Render every line of the records below as a JSON list of strings, one string per line, skipping blank lines. Leave the pictures out.

Dataset
....................
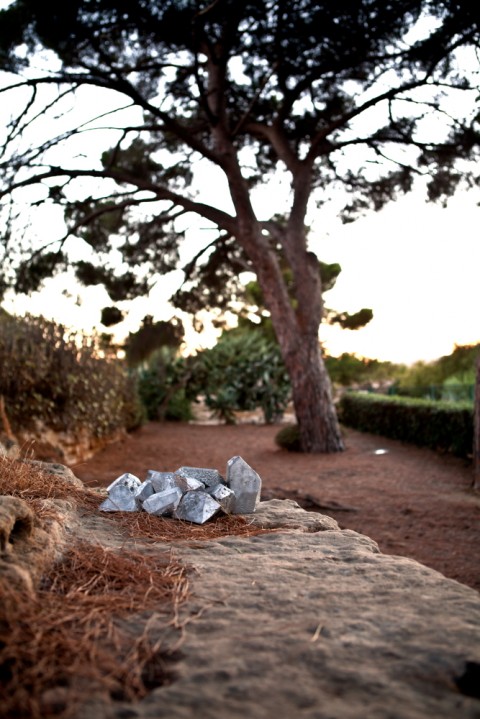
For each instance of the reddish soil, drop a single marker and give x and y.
(413, 502)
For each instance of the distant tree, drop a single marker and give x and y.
(150, 337)
(340, 96)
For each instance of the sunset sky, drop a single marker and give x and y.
(415, 265)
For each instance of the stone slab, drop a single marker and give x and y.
(315, 622)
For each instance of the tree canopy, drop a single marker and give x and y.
(348, 100)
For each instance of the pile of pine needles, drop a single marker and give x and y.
(73, 638)
(93, 624)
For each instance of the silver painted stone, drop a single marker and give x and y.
(163, 503)
(246, 485)
(224, 496)
(125, 480)
(144, 491)
(186, 483)
(197, 507)
(120, 499)
(209, 477)
(161, 480)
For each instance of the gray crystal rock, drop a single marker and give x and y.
(224, 496)
(161, 480)
(245, 483)
(186, 483)
(164, 502)
(125, 480)
(197, 507)
(209, 477)
(120, 499)
(144, 491)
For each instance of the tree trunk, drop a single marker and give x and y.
(476, 431)
(312, 398)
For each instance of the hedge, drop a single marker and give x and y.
(444, 426)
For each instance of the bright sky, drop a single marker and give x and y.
(415, 265)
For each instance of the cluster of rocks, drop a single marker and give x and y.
(194, 494)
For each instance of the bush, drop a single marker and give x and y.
(50, 374)
(445, 426)
(243, 372)
(162, 387)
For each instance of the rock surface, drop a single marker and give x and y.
(304, 621)
(315, 622)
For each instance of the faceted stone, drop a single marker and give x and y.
(161, 480)
(224, 496)
(197, 507)
(246, 485)
(186, 483)
(120, 499)
(164, 502)
(209, 477)
(144, 491)
(125, 480)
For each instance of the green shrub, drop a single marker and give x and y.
(445, 426)
(50, 374)
(162, 387)
(243, 372)
(289, 438)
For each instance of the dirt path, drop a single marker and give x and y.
(413, 502)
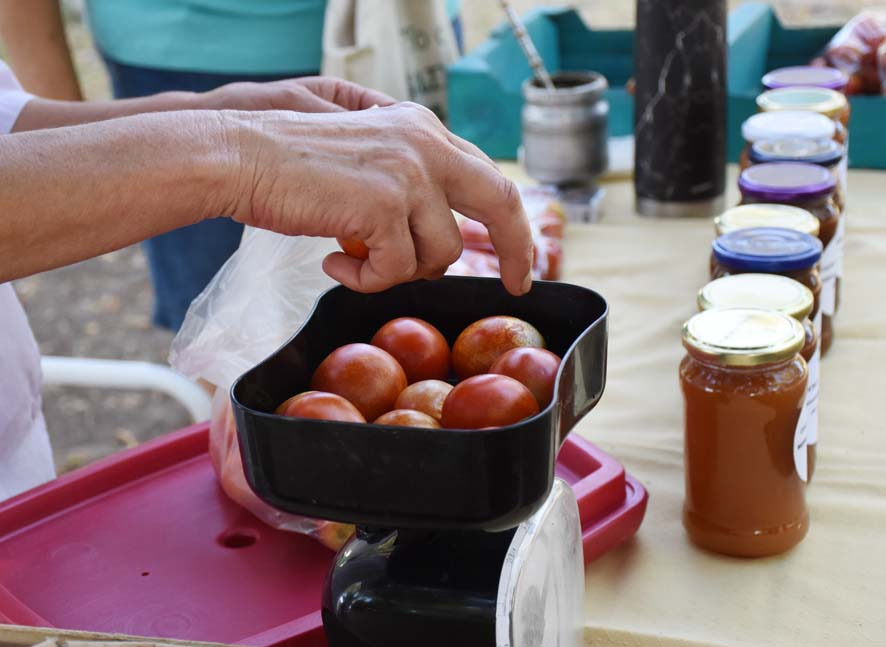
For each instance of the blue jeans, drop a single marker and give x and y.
(182, 261)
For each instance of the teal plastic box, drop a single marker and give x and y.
(485, 100)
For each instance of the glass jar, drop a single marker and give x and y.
(812, 188)
(806, 75)
(770, 250)
(790, 297)
(822, 152)
(787, 123)
(743, 385)
(824, 101)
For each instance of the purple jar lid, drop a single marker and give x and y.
(819, 77)
(786, 182)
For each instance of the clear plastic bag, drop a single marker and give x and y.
(255, 303)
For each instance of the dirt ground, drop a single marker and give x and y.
(101, 308)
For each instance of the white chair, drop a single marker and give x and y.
(127, 374)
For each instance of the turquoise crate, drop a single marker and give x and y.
(484, 87)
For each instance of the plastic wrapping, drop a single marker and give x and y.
(856, 50)
(256, 302)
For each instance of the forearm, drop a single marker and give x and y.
(73, 193)
(45, 113)
(37, 50)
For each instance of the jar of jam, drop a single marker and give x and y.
(822, 152)
(812, 188)
(787, 123)
(748, 216)
(824, 101)
(806, 75)
(744, 385)
(785, 295)
(770, 250)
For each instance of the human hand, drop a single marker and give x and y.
(388, 177)
(306, 94)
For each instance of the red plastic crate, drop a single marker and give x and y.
(146, 543)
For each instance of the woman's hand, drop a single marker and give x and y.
(306, 94)
(388, 177)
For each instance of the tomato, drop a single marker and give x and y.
(354, 247)
(426, 396)
(320, 406)
(407, 418)
(419, 347)
(366, 376)
(484, 341)
(487, 401)
(534, 368)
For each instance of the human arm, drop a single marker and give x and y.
(34, 37)
(386, 176)
(308, 94)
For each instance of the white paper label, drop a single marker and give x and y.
(829, 262)
(816, 324)
(812, 388)
(840, 238)
(801, 439)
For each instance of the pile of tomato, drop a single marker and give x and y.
(502, 373)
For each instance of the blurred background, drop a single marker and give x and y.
(101, 308)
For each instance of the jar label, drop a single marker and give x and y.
(840, 237)
(829, 264)
(801, 440)
(812, 387)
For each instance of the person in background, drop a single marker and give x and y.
(153, 46)
(389, 177)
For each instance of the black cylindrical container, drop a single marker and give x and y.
(680, 107)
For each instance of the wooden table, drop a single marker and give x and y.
(660, 590)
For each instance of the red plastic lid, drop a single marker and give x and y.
(146, 543)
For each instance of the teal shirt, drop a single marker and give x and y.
(216, 36)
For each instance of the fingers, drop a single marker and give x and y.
(347, 95)
(467, 147)
(435, 235)
(480, 192)
(391, 261)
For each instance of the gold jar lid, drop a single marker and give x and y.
(785, 216)
(743, 336)
(824, 101)
(768, 291)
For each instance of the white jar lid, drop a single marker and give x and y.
(787, 123)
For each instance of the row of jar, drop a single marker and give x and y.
(750, 377)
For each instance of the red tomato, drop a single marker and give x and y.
(407, 418)
(354, 247)
(419, 347)
(320, 406)
(534, 368)
(366, 376)
(484, 341)
(426, 396)
(487, 401)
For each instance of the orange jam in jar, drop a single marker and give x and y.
(744, 385)
(785, 295)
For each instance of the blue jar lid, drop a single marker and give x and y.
(767, 249)
(822, 152)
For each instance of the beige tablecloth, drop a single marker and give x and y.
(660, 590)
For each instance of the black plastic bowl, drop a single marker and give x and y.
(404, 477)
....................
Final result
[
  "For each instance of the reddish soil, drop a single marker and give x and y.",
  "(413, 502)",
  "For each instance of the distant tree, drop a single marker and give x and y.",
  "(150, 337)",
  "(340, 96)",
  "For each instance of the sunset sky, drop a single marker and give x and y.",
  "(415, 265)",
  "For each instance of the stone slab, drop a single marker and give x and y.",
  "(315, 622)",
  "For each instance of the tree canopy, drop a single marker and give x and y.",
  "(348, 100)",
  "For each instance of the pile of pine needles, drop a single marker and give x and y.",
  "(73, 638)",
  "(93, 624)",
  "For each instance of the silver painted stone, drop a single marker and give x and y.",
  "(163, 503)",
  "(246, 485)",
  "(224, 496)",
  "(125, 480)",
  "(144, 491)",
  "(186, 483)",
  "(197, 507)",
  "(120, 499)",
  "(209, 477)",
  "(161, 480)",
  "For each instance of the gray crystal rock, drop a single marker and give x and y.",
  "(224, 496)",
  "(161, 480)",
  "(245, 483)",
  "(186, 483)",
  "(164, 502)",
  "(125, 480)",
  "(197, 507)",
  "(209, 477)",
  "(120, 499)",
  "(144, 491)",
  "For each instance of the tree trunk, drop a single marker and give x and y.",
  "(476, 431)",
  "(312, 398)",
  "For each instance of the hedge, drop a single marker and give x and y.",
  "(444, 426)",
  "For each instance of the bright sky, drop a single marker and give x and y.",
  "(415, 265)",
  "For each instance of the cluster of rocks, drop a single marker and give x and y.",
  "(194, 494)",
  "For each instance of the bush, drop a single marker and give x and y.",
  "(50, 374)",
  "(445, 426)",
  "(243, 372)",
  "(162, 387)",
  "For each instance of the rock surface, drop a single marker and give x and y.",
  "(304, 621)",
  "(315, 622)",
  "For each instance of the faceted stone, drop a single marker and give x and y.",
  "(161, 480)",
  "(224, 496)",
  "(197, 507)",
  "(246, 485)",
  "(186, 483)",
  "(120, 499)",
  "(164, 502)",
  "(209, 477)",
  "(144, 491)",
  "(125, 480)",
  "For each instance of the green shrub, drop a single marker and give x and y.",
  "(445, 426)",
  "(50, 374)",
  "(162, 387)",
  "(243, 372)",
  "(289, 438)",
  "For each instance of the dirt path, drop a single marker and give x and y.",
  "(413, 502)",
  "For each instance of the blue jeans, drop a single marker and give x and y.",
  "(182, 261)",
  "For each instance of the teal plastic box, drop a single marker and give x and y.",
  "(485, 100)",
  "For each instance of the glass jar, drop a single marker and give x and y.",
  "(812, 188)",
  "(806, 75)",
  "(770, 250)",
  "(790, 297)",
  "(822, 152)",
  "(787, 123)",
  "(743, 385)",
  "(824, 101)",
  "For each instance of the purple jar lid, drop a single marker and give x and y.",
  "(819, 77)",
  "(786, 182)",
  "For each instance of the clear plastic bag, drop a single marker and give x and y.",
  "(255, 303)",
  "For each instance of the dirt ground, drop a single marker and give x and y.",
  "(101, 308)",
  "For each instance of the white chair, drop a single marker and give x and y.",
  "(127, 374)",
  "For each instance of the turquoise crate, drop a single marker and give x and y.",
  "(484, 87)",
  "For each instance of the plastic wrapping, drop a single marker and give x and y.",
  "(856, 50)",
  "(256, 302)",
  "For each instance of the forearm, drop a single marker and give x and y.",
  "(73, 193)",
  "(45, 113)",
  "(37, 50)",
  "For each instance of the jar of jam, drop a single marker and give x and y.",
  "(822, 152)",
  "(812, 188)",
  "(787, 123)",
  "(748, 216)",
  "(824, 101)",
  "(806, 75)",
  "(744, 385)",
  "(785, 295)",
  "(770, 250)",
  "For each instance of the human hand, drop a single marker and give x and y.",
  "(388, 177)",
  "(306, 94)",
  "For each instance of the red plastic crate, drop a single marker and give x and y.",
  "(146, 543)",
  "For each instance of the woman's hand, drop a single marker and give x and y.",
  "(306, 94)",
  "(388, 177)",
  "For each instance of the tomato, drop a single marker and give x and y.",
  "(354, 247)",
  "(426, 396)",
  "(320, 406)",
  "(407, 418)",
  "(419, 347)",
  "(366, 376)",
  "(484, 341)",
  "(487, 401)",
  "(534, 368)",
  "For each instance of the human arm, drop a single marker and give x and y.",
  "(34, 37)",
  "(386, 176)",
  "(308, 94)",
  "For each instance of the white paper label, drop a single marker and give x and y.",
  "(829, 262)",
  "(816, 324)",
  "(812, 388)",
  "(840, 238)",
  "(801, 439)",
  "For each instance of the pile of tomato, drop a single marker and give x and y.",
  "(502, 373)",
  "For each instance of the blurred background, drop a single marker and give x and y.",
  "(101, 308)",
  "For each instance of the jar label, drop a single marker and give x and y.",
  "(840, 237)",
  "(829, 264)",
  "(801, 440)",
  "(812, 387)",
  "For each instance of the person in background, drop a single marker and give x and y.",
  "(153, 46)",
  "(389, 177)",
  "For each instance of the black cylindrical container, drop a single marker and give x and y.",
  "(680, 107)",
  "For each instance of the wooden table, drop a single marker and give x and y.",
  "(660, 590)",
  "For each instance of the red plastic lid, drop a single marker and give x and y.",
  "(146, 543)",
  "For each instance of the teal shirt, drop a single marker and give x and y.",
  "(216, 36)",
  "For each instance of the fingers, drop a single marker and give x and y.",
  "(347, 95)",
  "(467, 147)",
  "(435, 235)",
  "(480, 192)",
  "(391, 261)",
  "For each instance of the gold jar lid, drop a single marker and give x and y.",
  "(785, 216)",
  "(743, 336)",
  "(824, 101)",
  "(768, 291)",
  "For each instance of the white jar lid, drop a single marker and give x and y.",
  "(787, 123)",
  "For each instance of the row of jar, drop a single marker and give x and y.",
  "(750, 377)",
  "For each instance of the red tomato, drop a single marker and give x and y.",
  "(407, 418)",
  "(354, 247)",
  "(419, 347)",
  "(320, 406)",
  "(534, 368)",
  "(366, 376)",
  "(484, 341)",
  "(426, 396)",
  "(487, 401)",
  "For each instance of the orange jam in jar, drop a single marker and give x and y.",
  "(744, 385)",
  "(785, 295)",
  "For each instance of the blue jar lid, drop a single marker and give x and y.",
  "(767, 249)",
  "(822, 152)",
  "For each instance of the beige tablecloth, drop a single marker and give x and y.",
  "(660, 590)",
  "For each instance of the black plastic bowl, drop a single marker and give x and y.",
  "(404, 477)"
]